--- To do ---
Print the entries verbatim, covering only the stretch from the line containing "Each instance of the black" through the last line of the entries, both ends included.
╭─ Material provided
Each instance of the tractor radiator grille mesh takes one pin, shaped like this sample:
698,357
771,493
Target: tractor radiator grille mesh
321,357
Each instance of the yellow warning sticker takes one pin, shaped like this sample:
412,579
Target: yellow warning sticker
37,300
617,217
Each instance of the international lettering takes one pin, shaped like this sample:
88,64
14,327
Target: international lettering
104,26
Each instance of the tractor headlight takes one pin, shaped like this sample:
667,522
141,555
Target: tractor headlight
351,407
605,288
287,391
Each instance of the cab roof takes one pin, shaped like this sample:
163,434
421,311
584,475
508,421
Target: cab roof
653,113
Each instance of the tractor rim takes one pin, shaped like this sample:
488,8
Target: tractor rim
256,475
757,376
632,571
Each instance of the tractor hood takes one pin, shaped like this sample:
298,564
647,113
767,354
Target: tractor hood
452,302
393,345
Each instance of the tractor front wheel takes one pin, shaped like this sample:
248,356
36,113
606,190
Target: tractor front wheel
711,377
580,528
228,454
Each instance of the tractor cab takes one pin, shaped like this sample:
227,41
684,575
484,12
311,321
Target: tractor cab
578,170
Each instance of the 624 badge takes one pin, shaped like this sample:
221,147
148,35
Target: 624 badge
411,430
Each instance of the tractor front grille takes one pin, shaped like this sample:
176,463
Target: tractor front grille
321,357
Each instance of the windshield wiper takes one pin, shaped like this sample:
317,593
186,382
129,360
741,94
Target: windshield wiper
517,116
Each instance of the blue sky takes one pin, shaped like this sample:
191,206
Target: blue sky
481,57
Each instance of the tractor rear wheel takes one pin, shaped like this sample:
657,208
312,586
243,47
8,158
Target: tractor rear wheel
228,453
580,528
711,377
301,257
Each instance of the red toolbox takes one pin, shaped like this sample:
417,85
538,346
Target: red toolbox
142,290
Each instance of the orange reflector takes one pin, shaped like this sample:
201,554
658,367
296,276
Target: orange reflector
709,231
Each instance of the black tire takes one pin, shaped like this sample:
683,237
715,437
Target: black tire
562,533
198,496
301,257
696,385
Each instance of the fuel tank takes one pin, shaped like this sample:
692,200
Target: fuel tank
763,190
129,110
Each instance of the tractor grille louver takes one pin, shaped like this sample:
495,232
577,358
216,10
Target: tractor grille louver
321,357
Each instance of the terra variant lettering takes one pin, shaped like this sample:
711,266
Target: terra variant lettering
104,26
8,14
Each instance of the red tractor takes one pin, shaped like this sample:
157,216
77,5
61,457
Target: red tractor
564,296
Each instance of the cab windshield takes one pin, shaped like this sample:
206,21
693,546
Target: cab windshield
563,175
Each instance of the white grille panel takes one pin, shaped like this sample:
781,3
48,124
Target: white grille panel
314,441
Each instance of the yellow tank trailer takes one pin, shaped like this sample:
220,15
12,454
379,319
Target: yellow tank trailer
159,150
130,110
╰─
--- Complete output ---
Each instance of the black tire takes one pin, shaped like this sample:
683,237
715,437
Target: black tire
562,533
198,496
301,257
696,385
Each instance of the fuel tank takes one pin, shaped like this sample:
692,200
Target: fuel tank
763,190
129,110
Each instance of the tractor grille louver takes one pin, shaped like this sample:
495,232
577,358
216,10
Target: tractor grille louver
321,357
Each instance of the terra variant lettering takes one pin, shaped like this sample:
711,266
Target: terra variant lettering
104,26
8,14
Each instance of the red tractor takes one pin, shaped like this sample:
157,216
77,5
61,457
Target: red tractor
564,296
Each instance of the cab windshield takes one pin, shaped like this sample:
206,21
693,546
Target: cab windshield
563,175
Each instance of the white grille panel takes one pin, shaped like this sample:
781,3
48,124
Target: white grille panel
314,441
Each instance of the yellow tank trailer takes one pin, shaped like this sample:
220,15
12,454
379,319
Target: yellow tank trailer
159,150
130,110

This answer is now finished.